Aim of the exercise: How many of the following lines contain the word "below"? Reply with only the number.

Given records:
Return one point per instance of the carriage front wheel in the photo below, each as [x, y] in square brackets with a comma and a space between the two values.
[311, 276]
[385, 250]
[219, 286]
* * *
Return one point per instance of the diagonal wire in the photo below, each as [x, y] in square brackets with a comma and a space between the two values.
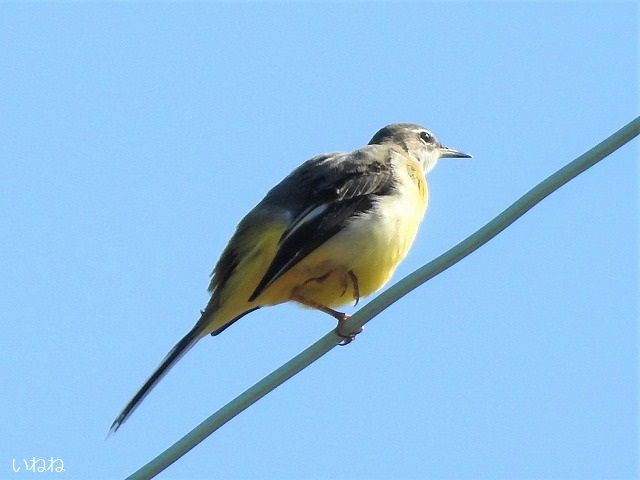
...
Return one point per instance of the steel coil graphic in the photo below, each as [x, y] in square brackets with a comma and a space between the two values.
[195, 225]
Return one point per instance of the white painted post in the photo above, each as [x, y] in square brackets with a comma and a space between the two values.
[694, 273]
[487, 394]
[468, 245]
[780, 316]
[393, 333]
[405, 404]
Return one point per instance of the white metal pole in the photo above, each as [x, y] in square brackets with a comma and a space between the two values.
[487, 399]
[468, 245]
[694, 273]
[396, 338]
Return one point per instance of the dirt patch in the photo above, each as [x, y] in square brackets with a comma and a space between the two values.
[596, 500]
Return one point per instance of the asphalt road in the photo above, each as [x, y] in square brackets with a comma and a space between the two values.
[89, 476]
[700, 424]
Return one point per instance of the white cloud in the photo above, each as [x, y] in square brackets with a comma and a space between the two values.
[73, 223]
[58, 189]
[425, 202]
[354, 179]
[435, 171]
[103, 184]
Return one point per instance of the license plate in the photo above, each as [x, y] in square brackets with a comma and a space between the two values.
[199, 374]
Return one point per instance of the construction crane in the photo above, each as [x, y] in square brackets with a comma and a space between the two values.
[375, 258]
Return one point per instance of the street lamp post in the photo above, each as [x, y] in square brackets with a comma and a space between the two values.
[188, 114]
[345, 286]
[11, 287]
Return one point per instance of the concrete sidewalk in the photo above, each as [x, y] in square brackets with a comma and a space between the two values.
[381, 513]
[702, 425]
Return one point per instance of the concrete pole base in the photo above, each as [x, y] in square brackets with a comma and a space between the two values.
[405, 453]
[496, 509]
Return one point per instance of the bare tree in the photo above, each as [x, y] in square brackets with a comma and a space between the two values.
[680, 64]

Task solution: 3